Текст для чтения —
==================================================
Андрей Васильченко - Миф о вечной империи и Третий рейх
Но мы все еще надеемся на то, что однажды демократия обратит против себя не только правых, но и левых — тот самый пролетариат, который прежде был революционным.
Она обратит против себя не только консервативного человека; на этот раз — класс, массы, народ.
Пролетарии
Пролетарием является тот, кто хочет быть пролетарием.
IГрядет проблема масс.
Она приближается не только с левого фланга. Здесь люди ушли в демократию, которая выдает себя за народ. Здесь находится либеральное общество, которое существует за счет человеческого труда, товарооборота или выручки от процентных облигаций. Оно существует в полном отрыве от пролетария, который, как он утверждает, и делает эту самую работу. Здесь либеральный человек пытается остановить натиск и успокаивает массы, которые привело в движение его Просвещение. Он красноречиво уверяет их, что они также являются народом, что великая мать Демократия уже приняла пролетариат, что она хочет позаботиться о пролетарии.
==================================================
Записи из источника данных:
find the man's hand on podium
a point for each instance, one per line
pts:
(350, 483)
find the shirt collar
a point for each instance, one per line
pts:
==================================================
Задание A —
Перепишите без изменений фрагмент текста о пролетариате и демократии от слов «Андрей Васильченко - Миф» до слов «класс, массы, народ.».
Задание B —
Напишите продолжение текста о пролетариате и демократии сразу после его последнего предложения.

Ожидаемый ответ A —
Андрей Васильченко - Миф о вечной империи и Третий рейх
Но мы все еще надеемся на то, что однажды демократия обратит против себя не только правых, но и левых — тот самый пролетариат, который прежде был революционным.
Она обратит против себя не только консервативного человека; на этот раз — класс, массы, народ.

Ожидаемый ответ B —
Это демагогический, назойливый парламентский народ напоминает моллюска, который с трудом передвигается. Но сзади на него напирают пролетарские массы. Они толкают его. Они увлекают его за собой. Они — сплошное действие!
Правые осознают энергичность и силу этих масс. В правом фланге находятся люди, которые защищают не только собственность и получаемое от нее удовлетворение, но и ценности, неотъемлемые вечные ценности. Здесь находятся те, кто обосновывает мнение, что люди, сотворившие эти ценности, создавали их не для того, дабы их разрушили. Здесь находятся консерваторы, которые являются стражами этих ценностей. Они в силу своей природы вновь призывают противопоставить личность и массы, а также подобно пролетариату защититься от демократической уравниловки.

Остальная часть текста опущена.